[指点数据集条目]
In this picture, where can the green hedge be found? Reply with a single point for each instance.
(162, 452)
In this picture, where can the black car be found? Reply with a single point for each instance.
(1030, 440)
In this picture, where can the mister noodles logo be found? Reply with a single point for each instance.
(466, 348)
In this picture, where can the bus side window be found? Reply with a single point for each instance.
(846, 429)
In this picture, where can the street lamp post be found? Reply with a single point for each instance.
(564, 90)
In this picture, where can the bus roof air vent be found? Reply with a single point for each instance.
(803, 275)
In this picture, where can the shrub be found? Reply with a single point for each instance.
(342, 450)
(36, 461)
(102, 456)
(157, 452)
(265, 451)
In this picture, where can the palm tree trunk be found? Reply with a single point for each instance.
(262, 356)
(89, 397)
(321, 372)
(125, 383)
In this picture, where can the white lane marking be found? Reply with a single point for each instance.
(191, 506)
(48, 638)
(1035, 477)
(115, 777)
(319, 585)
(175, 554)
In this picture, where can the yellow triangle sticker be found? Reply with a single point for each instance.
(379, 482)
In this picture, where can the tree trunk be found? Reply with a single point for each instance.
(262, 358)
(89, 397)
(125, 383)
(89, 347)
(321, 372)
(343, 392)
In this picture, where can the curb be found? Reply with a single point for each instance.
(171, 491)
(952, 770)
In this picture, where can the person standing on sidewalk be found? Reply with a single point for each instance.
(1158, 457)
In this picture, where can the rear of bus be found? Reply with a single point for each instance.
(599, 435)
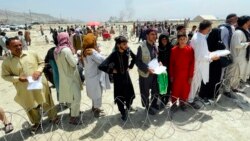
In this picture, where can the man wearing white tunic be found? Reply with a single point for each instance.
(92, 59)
(240, 48)
(202, 59)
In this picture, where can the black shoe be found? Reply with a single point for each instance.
(229, 95)
(183, 107)
(173, 108)
(124, 117)
(151, 111)
(132, 109)
(194, 105)
(206, 101)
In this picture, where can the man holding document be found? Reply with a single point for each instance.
(17, 68)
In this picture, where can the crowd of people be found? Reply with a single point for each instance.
(193, 68)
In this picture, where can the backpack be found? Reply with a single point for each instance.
(215, 43)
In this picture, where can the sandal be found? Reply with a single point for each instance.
(75, 121)
(98, 113)
(35, 127)
(8, 128)
(56, 120)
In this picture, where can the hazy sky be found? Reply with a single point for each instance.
(89, 10)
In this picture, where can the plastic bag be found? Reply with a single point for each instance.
(163, 83)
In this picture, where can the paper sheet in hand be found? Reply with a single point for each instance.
(160, 69)
(34, 84)
(153, 64)
(219, 53)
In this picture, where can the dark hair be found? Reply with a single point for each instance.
(180, 27)
(11, 39)
(3, 33)
(72, 29)
(181, 35)
(149, 30)
(120, 39)
(205, 24)
(20, 33)
(242, 20)
(231, 16)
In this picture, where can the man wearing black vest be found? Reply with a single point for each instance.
(239, 71)
(147, 79)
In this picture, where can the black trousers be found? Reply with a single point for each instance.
(149, 85)
(1, 51)
(121, 103)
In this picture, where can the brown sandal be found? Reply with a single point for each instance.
(56, 120)
(75, 121)
(8, 128)
(35, 127)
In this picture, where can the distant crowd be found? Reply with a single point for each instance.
(198, 65)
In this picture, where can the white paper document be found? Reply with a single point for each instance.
(219, 53)
(34, 84)
(154, 64)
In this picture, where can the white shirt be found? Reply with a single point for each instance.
(225, 35)
(202, 58)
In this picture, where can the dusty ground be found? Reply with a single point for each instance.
(226, 120)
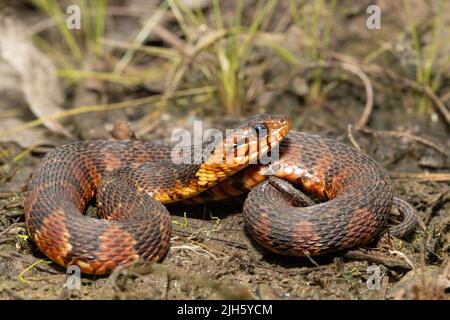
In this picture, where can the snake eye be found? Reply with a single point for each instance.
(260, 129)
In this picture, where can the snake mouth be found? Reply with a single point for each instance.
(257, 140)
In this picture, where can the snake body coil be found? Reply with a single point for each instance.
(131, 180)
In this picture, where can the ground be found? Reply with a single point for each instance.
(401, 124)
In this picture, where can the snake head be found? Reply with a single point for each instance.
(249, 142)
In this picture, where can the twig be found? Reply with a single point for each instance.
(352, 68)
(401, 254)
(406, 135)
(352, 138)
(386, 261)
(421, 176)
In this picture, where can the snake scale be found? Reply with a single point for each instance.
(132, 180)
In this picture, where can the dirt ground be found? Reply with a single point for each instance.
(210, 256)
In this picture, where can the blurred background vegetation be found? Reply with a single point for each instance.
(235, 58)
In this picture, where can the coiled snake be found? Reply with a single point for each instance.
(131, 180)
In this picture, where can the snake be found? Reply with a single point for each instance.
(132, 181)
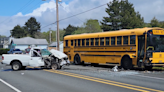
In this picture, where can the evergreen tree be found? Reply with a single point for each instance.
(121, 16)
(32, 26)
(18, 32)
(69, 30)
(154, 23)
(112, 22)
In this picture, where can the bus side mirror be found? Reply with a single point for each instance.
(151, 39)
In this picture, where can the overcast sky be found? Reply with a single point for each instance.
(14, 12)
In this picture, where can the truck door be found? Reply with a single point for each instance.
(36, 59)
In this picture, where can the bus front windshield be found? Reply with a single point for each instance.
(158, 42)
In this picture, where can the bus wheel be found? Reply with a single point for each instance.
(77, 60)
(148, 68)
(126, 63)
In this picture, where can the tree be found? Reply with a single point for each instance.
(121, 16)
(18, 32)
(162, 24)
(32, 26)
(112, 22)
(69, 30)
(154, 23)
(90, 26)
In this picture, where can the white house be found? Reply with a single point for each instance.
(23, 43)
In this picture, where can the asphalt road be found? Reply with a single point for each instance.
(80, 79)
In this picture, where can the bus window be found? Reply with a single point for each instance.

## [练习说明]
请将上方全部条目整理为编号列表，略去空行，答案中不要列出图片。

## [参考答案]
1. In this picture, where can the green hedge be found? Reply with a single point for each instance.
2. (162, 452)
3. In this picture, where can the black car be found? Reply with a single point for each instance.
4. (1030, 440)
5. In this picture, where can the mister noodles logo be found? Reply with a single point for each instance.
6. (466, 348)
7. In this picture, where can the bus side window be found? Reply with a single point for each instance.
8. (846, 429)
9. In this picture, where can the street lamp post be found? Reply with a single point for each instance.
10. (564, 90)
11. In this picture, where can the bus roof air vent be found? Reply with a single point for each instance.
12. (803, 275)
13. In this picture, where can the shrub be found? Reply with a single point for each instance.
14. (342, 450)
15. (36, 461)
16. (102, 456)
17. (157, 452)
18. (265, 451)
19. In this picture, where can the palm tree trunk be found? Reply with a single point for each instance.
20. (262, 356)
21. (89, 397)
22. (321, 372)
23. (125, 383)
24. In this picture, where can the white lane marking be found? Reply with a single point for each instance.
25. (191, 506)
26. (48, 638)
27. (1035, 477)
28. (115, 777)
29. (319, 585)
30. (175, 554)
31. In this picture, where can the yellow triangle sticker be found? Reply with a single point for each instance.
32. (379, 482)
33. In this picture, where can the tree trunk be found? Reply with a single point for each instance.
34. (262, 358)
35. (89, 397)
36. (125, 383)
37. (89, 347)
38. (321, 372)
39. (343, 392)
40. In this picture, where can the curb be found? Reply with a single point for each instance.
41. (171, 491)
42. (952, 770)
43. In this picture, where can the person standing on sidewalk be found? Reply with a single point for each instance.
44. (1158, 457)
45. In this picture, where can the rear of bus be found? Reply with a single point for each instance.
46. (599, 435)
47. In this picture, where can the man wearing white tunic be found? Reply with a single point for each instance.
48. (92, 59)
49. (240, 48)
50. (202, 59)
51. In this picture, where can the black shoe be found? Reply with a single point for each instance.
52. (229, 95)
53. (183, 107)
54. (173, 108)
55. (124, 117)
56. (151, 111)
57. (132, 109)
58. (194, 105)
59. (206, 101)
60. In this picture, where can the man holding document be found? Reply with a single point for each instance.
61. (17, 68)
62. In this picture, where can the crowd of people be found? Reply with a single point for each instance.
63. (193, 68)
64. In this picture, where can the backpack be found? Reply with a single point for each instance.
65. (215, 43)
66. In this picture, where can the sandal be found? Reply with a single point for each instance.
67. (75, 121)
68. (98, 113)
69. (35, 127)
70. (8, 128)
71. (56, 120)
72. In this picture, where can the hazy sky be found? Reply with a single point for each instance.
73. (89, 10)
74. In this picture, where can the plastic bag be found? Reply with a single point for each instance.
75. (163, 83)
76. In this picture, where can the paper sheet in hand be found? Reply with a single point for each instance.
77. (160, 69)
78. (34, 84)
79. (153, 64)
80. (219, 53)
81. In this picture, where can the dark hair be found? Reply with a single point for each instance.
82. (180, 27)
83. (11, 39)
84. (3, 33)
85. (72, 29)
86. (181, 35)
87. (149, 30)
88. (120, 39)
89. (205, 24)
90. (20, 33)
91. (242, 20)
92. (231, 16)
93. In this picture, where can the man wearing black vest be found? Reply with a single point for each instance.
94. (239, 71)
95. (147, 79)
96. In this picture, where can the black trousers be found? Reply with a single point for each instance.
97. (149, 85)
98. (1, 51)
99. (121, 103)
100. In this picture, where can the brown sandal be found? Reply with a single point for each instance.
101. (56, 120)
102. (75, 121)
103. (8, 128)
104. (35, 127)
105. In this picture, where can the distant crowd be found? Reply with a single point for each instance.
106. (198, 65)
107. In this picture, where can the white paper document be found? Reply with a single point for each instance.
108. (219, 53)
109. (34, 84)
110. (154, 64)
111. In this picture, where can the white shirt be found? Reply with a single point for each instance.
112. (225, 35)
113. (202, 58)
114. In this picture, where can the dusty ground be found? Reply with a single point for each instance.
115. (226, 120)
116. In this picture, where can the snake eye be found? Reply with a single point for each instance.
117. (260, 129)
118. In this picture, where can the snake mouth be found? Reply with a single point for each instance.
119. (257, 140)
120. In this picture, where can the snake body coil be found? Reply with a single point for each instance.
121. (131, 180)
122. In this picture, where can the ground be found? Reply with a single point for each instance.
123. (401, 124)
124. In this picture, where can the snake head be found? Reply with a single point for each instance.
125. (249, 142)
126. In this picture, where can the twig be found? Reply with a single point for each instance.
127. (352, 68)
128. (401, 254)
129. (406, 135)
130. (352, 138)
131. (386, 261)
132. (421, 176)
133. In this picture, where can the snake scale be found? Reply with a single point for each instance.
134. (132, 180)
135. In this picture, where can the dirt ground be found? Reply with a single point for each instance.
136. (210, 256)
137. In this picture, where can the blurred background vegetation be found? Reply with a single point for each instance.
138. (235, 58)
139. In this picture, where can the coiled snake be found? Reply with a single point for each instance.
140. (131, 180)
141. In this picture, where can the snake be found? Reply with a single point for each instance.
142. (132, 181)
143. In this picture, where can the evergreen tree be found? Reply with a single point for each instance.
144. (121, 16)
145. (32, 26)
146. (18, 32)
147. (69, 30)
148. (154, 23)
149. (112, 22)
150. In this picture, where can the bus side mirror be found? Reply with a single point for each instance.
151. (151, 39)
152. In this picture, where can the overcast sky be found? Reply with a single point for each instance.
153. (14, 12)
154. In this picture, where can the truck door be found? Reply with a single point for each instance.
155. (36, 59)
156. In this picture, where can the bus front windshield be found? Reply with a single point for each instance.
157. (158, 42)
158. In this picture, where can the bus wheel be found? Reply with a single point for each instance.
159. (77, 60)
160. (148, 68)
161. (126, 63)
162. In this picture, where can the tree be found? Reply with a single point for each instance.
163. (121, 16)
164. (18, 32)
165. (162, 24)
166. (32, 26)
167. (112, 22)
168. (69, 30)
169. (154, 23)
170. (90, 26)
171. In this picture, where can the white house be found? Reply with a single point for each instance.
172. (23, 43)
173. In this picture, where can the asphalt road be found? Reply with a single point for each instance.
174. (80, 79)
175. In this picture, where can the bus window be found? Reply with a single point for each instance.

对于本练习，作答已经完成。